◆ **WHAT THE TASK ASKS**
Rewrite the Fed rate-cut article from the words "WASHINGTON: As President" through "of 2.25-2.5 percent.", changing "Tuesday" to "Wednesday".

◆ **GIVEN TEXT**
****

WASHINGTON: As President Donald Trump’s trade wars drag on, and the global economy weakens, the US Federal Reserve is inching closer to its first interest rate cut in more than a decade.

But investors hoping to see the benchmark lending rate begin to drop this week are almost certain to be disappointed.

After preaching patience and leaving rates untouched since December, financial markets will be watching closely for a change of tone from the central bank and its chairman, Jerome Powell, and a sign the Fed is ready to step in to boost the economy.

Policymakers will hold two days of deliberations starting Tuesday, and for now are expected to keep the key interest rate in a range of 2.25-2.5 percent.

The Fed raised rates nine times in the last three years as the economy recovered and put millions of Americans back to work, and officials repeatedly said they expected the growth to continue.

But Trump’s aggressive tariff policies have shaken confidence, and some central bankers have begun to acknowledge a chill in the air.

The consensus is that the Fed is poised to switch directions and begin cutting rates. The only question is when.

James Bullard, president of the Fed’s St. Louis regional branch, was the first to make the move, saying early this month that a rate cut could be needed “soon.”

Just days later, Powell himself opened the door to a possible move, saying the Fed would do whatever necessary “to sustain the expansion” — a noticeable shift in posture.

****

◆ **STORED RECORDS**

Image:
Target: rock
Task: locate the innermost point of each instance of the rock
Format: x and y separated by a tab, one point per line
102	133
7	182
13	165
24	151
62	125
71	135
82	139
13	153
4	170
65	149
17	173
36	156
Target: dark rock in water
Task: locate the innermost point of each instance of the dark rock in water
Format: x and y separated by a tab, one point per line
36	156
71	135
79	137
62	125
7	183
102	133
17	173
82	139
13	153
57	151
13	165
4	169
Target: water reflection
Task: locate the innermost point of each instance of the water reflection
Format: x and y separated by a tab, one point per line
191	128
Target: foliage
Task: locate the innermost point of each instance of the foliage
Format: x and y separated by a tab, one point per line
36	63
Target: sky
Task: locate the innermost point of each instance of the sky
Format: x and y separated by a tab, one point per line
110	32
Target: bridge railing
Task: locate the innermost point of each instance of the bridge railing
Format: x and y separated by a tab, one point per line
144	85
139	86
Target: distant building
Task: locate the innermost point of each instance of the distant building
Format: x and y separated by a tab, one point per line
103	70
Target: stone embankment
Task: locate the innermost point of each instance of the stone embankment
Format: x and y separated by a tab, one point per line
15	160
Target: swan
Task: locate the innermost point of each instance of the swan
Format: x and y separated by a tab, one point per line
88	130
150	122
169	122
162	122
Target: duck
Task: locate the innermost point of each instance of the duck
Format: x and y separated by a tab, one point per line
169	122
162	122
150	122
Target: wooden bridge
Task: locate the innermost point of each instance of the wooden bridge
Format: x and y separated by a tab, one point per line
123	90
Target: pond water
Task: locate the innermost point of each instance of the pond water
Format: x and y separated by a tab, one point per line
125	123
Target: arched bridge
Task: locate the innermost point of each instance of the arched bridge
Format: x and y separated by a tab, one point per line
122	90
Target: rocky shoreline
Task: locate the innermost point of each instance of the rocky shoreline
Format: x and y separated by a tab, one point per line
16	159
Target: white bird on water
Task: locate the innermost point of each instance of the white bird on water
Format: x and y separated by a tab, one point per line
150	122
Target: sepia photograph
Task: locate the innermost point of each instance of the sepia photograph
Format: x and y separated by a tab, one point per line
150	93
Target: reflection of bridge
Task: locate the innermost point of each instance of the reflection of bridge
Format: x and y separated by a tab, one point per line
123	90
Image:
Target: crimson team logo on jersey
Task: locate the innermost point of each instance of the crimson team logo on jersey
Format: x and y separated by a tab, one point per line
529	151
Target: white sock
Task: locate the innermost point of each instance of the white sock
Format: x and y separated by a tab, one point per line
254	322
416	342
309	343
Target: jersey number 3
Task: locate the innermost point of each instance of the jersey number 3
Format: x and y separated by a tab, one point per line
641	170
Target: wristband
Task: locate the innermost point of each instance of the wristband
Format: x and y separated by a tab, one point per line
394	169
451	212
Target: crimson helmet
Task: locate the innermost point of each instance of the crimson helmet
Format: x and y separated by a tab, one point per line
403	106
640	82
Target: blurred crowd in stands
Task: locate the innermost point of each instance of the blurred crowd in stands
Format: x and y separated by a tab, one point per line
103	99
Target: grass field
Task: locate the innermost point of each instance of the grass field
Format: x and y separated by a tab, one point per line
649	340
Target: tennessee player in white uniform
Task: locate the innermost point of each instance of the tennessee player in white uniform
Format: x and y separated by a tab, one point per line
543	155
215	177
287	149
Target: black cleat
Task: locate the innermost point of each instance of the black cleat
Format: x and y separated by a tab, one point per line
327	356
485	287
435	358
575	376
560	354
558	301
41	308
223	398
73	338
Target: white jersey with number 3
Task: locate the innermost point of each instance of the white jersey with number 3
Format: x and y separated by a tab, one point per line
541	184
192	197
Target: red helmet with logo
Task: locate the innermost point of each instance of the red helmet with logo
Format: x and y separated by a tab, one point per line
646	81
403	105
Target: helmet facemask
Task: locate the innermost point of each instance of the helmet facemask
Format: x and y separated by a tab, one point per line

****

◆ **WORKED ANSWER**
WASHINGTON: As President Donald Trump’s trade wars drag on, and the global economy weakens, the US Federal Reserve is inching closer to its first interest rate cut in more than a decade.

But investors hoping to see the benchmark lending rate begin to drop this week are almost certain to be disappointed.

After preaching patience and leaving rates untouched since December, financial markets will be watching closely for a change of tone from the central bank and its chairman, Jerome Powell, and a sign the Fed is ready to step in to boost the economy.

Policymakers will hold two days of deliberations starting Wednesday, and for now are expected to keep the key interest rate in a range of 2.25-2.5 percent.